THE RECORDS:
○ ○ ○ ○ ○ ○ ○

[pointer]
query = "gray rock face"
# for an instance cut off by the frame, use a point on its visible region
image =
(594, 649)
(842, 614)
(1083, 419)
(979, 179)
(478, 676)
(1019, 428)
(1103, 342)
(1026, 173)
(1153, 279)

○ ○ ○ ○ ○ ○ ○

REQUIRED ACTION: Copy out the records once more, exactly as they are written.

OUTPUT:
[pointer]
query = "gray rock face"
# for an instance cut off by the frame, use a point on its visible region
image =
(594, 649)
(842, 614)
(1083, 419)
(979, 179)
(478, 676)
(1019, 428)
(1103, 342)
(1026, 173)
(1153, 279)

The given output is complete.